#### [Work instructions]
Recast the material, starting at its beginning and ending with the line that contains "146), (411, 225)]", as a JSON list of strings with one string per line and no blank lines.

— begin Available records —

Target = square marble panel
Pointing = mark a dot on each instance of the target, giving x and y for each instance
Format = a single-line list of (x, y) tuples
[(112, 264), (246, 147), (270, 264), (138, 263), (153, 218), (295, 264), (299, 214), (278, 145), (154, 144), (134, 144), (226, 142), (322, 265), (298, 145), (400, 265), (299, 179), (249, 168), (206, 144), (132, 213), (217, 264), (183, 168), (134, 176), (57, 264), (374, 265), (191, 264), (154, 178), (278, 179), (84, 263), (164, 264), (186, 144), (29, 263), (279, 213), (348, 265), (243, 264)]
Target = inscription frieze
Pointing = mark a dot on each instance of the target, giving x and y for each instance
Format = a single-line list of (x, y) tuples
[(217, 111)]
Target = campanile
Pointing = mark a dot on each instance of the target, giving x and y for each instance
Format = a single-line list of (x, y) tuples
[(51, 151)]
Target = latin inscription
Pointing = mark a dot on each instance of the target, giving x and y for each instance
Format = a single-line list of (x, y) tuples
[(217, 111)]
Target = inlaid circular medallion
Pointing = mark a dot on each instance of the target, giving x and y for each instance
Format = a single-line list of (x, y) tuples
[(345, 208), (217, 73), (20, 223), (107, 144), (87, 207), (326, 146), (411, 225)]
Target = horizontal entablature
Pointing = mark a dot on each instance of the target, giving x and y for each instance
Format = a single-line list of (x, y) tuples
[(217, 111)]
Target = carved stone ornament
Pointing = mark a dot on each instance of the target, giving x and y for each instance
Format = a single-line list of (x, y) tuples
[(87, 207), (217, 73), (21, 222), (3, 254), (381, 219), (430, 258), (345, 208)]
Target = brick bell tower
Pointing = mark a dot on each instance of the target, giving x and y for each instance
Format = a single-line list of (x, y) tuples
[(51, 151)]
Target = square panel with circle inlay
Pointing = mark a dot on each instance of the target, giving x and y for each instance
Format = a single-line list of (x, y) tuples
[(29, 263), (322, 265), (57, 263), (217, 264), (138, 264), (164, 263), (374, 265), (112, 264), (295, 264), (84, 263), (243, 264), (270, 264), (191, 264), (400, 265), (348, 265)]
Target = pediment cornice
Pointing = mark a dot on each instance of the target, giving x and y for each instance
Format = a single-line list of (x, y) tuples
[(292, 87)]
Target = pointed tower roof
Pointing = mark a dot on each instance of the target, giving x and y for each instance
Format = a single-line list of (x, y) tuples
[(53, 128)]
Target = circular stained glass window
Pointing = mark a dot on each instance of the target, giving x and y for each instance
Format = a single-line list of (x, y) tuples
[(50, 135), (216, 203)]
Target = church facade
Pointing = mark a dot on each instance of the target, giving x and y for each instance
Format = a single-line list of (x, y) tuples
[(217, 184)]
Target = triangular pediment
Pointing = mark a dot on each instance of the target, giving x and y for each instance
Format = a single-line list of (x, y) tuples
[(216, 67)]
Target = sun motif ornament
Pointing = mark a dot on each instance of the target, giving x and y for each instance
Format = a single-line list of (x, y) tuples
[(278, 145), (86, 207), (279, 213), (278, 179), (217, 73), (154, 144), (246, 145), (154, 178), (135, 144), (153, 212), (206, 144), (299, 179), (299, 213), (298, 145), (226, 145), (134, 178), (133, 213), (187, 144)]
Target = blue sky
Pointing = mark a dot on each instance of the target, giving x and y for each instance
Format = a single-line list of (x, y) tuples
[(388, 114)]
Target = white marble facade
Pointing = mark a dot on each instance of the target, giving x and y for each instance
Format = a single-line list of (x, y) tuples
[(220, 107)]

— end Available records —

#### [Exercise result]
[
  "Target = square marble panel",
  "Pointing = mark a dot on each instance of the target, giving x and y for each instance",
  "Format = a single-line list of (x, y) tuples",
  "[(112, 264), (246, 147), (270, 264), (138, 263), (153, 218), (295, 264), (299, 214), (278, 145), (154, 144), (134, 144), (226, 142), (322, 265), (298, 145), (400, 265), (299, 179), (249, 168), (206, 144), (132, 213), (217, 264), (183, 168), (134, 176), (57, 264), (374, 265), (191, 264), (154, 178), (278, 179), (84, 263), (164, 264), (186, 144), (29, 263), (279, 213), (348, 265), (243, 264)]",
  "Target = inscription frieze",
  "Pointing = mark a dot on each instance of the target, giving x and y for each instance",
  "Format = a single-line list of (x, y) tuples",
  "[(217, 111)]",
  "Target = campanile",
  "Pointing = mark a dot on each instance of the target, giving x and y for each instance",
  "Format = a single-line list of (x, y) tuples",
  "[(51, 151)]",
  "Target = latin inscription",
  "Pointing = mark a dot on each instance of the target, giving x and y for each instance",
  "Format = a single-line list of (x, y) tuples",
  "[(217, 111)]",
  "Target = inlaid circular medallion",
  "Pointing = mark a dot on each instance of the target, giving x and y for each instance",
  "Format = a single-line list of (x, y) tuples",
  "[(345, 208), (217, 73), (20, 223), (107, 144), (87, 207), (326, 146), (411, 225)]"
]